SUPPLIED PASSAGE:
*****
Sunday, December 19, 2010

Disposable Horses

That is my Spyder horse in the picture, the dark mare. How the hell does that happen, having no pics of horses you had for years. I loved this mare. I realized I don't have any pictures of Leggs. Also an amazing mare.

Spyder and Leggs weren't really wanted by the majority of the horse world. Spyder because she didn't want to jump after an injury. Leggs...okay I have no clue why Leggs wasn't wanted. Spyder was a Swedish Warmblood mare. Whoever trained her did a lovely job. She was one of those horses that was quietly companionable. Just really nice to be around and hang out with. Things could be going to hell and I could just go sit in the field and Spyder would be this lovely quiet presence right next to me. All 16.2 or so hands of her. She loved water. She would bury her face to her eyeballs in the trough and blow bubbles or splash massive quantities of water out. She taught that to her daughter.

She was tough to keep weight on. I had to keep three different kinds of hay on hand. She apparently liked variety. She never seemed to have a great appetite. If you sat with her, and kept her company she'd eat more. In her later years I she ended up on hay and this mush mixture. The mush mixture was the bomb according to her. As I was mixing it up she would bang on the gate in an attempt to speed up the process. It was a mixture of rice bran, beet pulp, alf pellets, a cup of soy oil with joint supplements and just a tad of cob for flavor. OMG...she loved it, and actually got a little tubby.

She passed from colic a few years ago. Horrid way for a horse to go.
*****
REQUIREMENT 1:
In the records, rewrite the lines from the one containing "One point goes on every instance of the sink" through the one containing "x=574 y=610", including both, as a numbered list with blank lines left out.
The records have no connection to the blog post above them.

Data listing
*****
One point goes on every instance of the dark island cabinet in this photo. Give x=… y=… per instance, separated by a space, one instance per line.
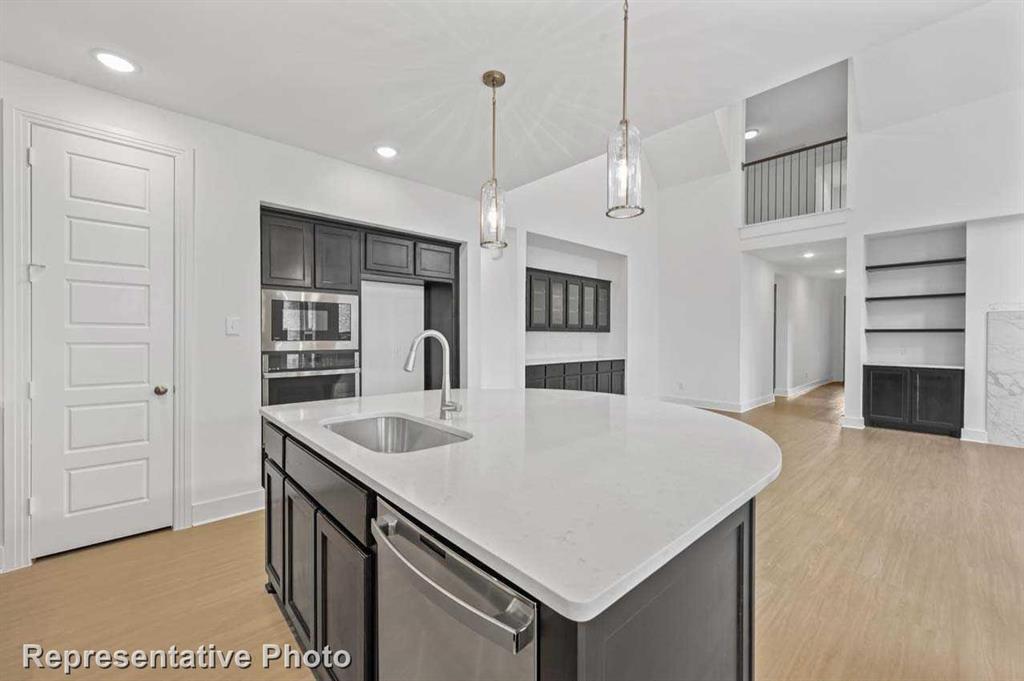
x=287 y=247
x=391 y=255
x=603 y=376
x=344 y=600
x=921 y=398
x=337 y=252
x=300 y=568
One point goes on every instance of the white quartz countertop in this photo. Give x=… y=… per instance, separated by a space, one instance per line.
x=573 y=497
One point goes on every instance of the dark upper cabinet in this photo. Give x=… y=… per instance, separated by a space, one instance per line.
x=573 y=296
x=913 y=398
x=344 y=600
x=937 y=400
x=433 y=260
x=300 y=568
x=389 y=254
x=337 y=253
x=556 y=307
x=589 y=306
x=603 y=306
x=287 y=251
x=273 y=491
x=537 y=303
*****
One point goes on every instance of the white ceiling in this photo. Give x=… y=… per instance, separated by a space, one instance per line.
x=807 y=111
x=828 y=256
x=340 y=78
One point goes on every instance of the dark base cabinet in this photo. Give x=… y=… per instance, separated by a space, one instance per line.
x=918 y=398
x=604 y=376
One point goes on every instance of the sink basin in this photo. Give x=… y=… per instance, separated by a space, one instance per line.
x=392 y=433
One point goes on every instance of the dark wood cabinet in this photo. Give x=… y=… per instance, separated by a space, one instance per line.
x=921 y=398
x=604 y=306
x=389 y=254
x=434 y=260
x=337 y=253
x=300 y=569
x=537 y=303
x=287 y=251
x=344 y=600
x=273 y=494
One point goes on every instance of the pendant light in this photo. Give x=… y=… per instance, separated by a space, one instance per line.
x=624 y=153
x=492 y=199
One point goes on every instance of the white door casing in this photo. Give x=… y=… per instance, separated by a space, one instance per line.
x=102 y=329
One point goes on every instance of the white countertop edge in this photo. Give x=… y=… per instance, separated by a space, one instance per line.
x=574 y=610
*****
REQUIREMENT 2:
Give the blog post about the horses again in full, word for word.

COMPLETE OUTPUT 1:
1. One point goes on every instance of the sink basin in this photo. Give x=… y=… per instance, separated by a space, one instance per line.
2. x=392 y=433
3. One point goes on every instance of the dark wood cabinet in this photo. Give x=… y=… per instance, separated by a space, one instance per line.
4. x=921 y=398
5. x=604 y=306
6. x=389 y=254
7. x=434 y=260
8. x=337 y=253
9. x=300 y=569
10. x=537 y=303
11. x=287 y=251
12. x=344 y=600
13. x=273 y=494
14. One point goes on every instance of the pendant light in this photo. Give x=… y=… per instance, separated by a space, one instance per line.
15. x=624 y=153
16. x=492 y=199
17. One point goes on every instance of the white door casing in this photo. Give x=… y=… per instance, separated by a space, one instance per line.
18. x=102 y=329
19. One point goes on every instance of the white countertop edge in this photo. Give x=… y=… per instance, separated by a space, one instance per line.
20. x=574 y=610

COMPLETE OUTPUT 2:
Sunday, December 19, 2010

Disposable Horses

That is my Spyder horse in the picture, the dark mare. How the hell does that happen, having no pics of horses you had for years. I loved this mare. I realized I don't have any pictures of Leggs. Also an amazing mare.

Spyder and Leggs weren't really wanted by the majority of the horse world. Spyder because she didn't want to jump after an injury. Leggs...okay I have no clue why Leggs wasn't wanted. Spyder was a Swedish Warmblood mare. Whoever trained her did a lovely job. She was one of those horses that was quietly companionable. Just really nice to be around and hang out with. Things could be going to hell and I could just go sit in the field and Spyder would be this lovely quiet presence right next to me. All 16.2 or so hands of her. She loved water. She would bury her face to her eyeballs in the trough and blow bubbles or splash massive quantities of water out. She taught that to her daughter.

She was tough to keep weight on. I had to keep three different kinds of hay on hand. She apparently liked variety. She never seemed to have a great appetite. If you sat with her, and kept her company she'd eat more. In her later years I she ended up on hay and this mush mixture. The mush mixture was the bomb according to her. As I was mixing it up she would bang on the gate in an attempt to speed up the process. It was a mixture of rice bran, beet pulp, alf pellets, a cup of soy oil with joint supplements and just a tad of cob for flavor. OMG...she loved it, and actually got a little tubby.

She passed from colic a few years ago. Horrid way for a horse to go.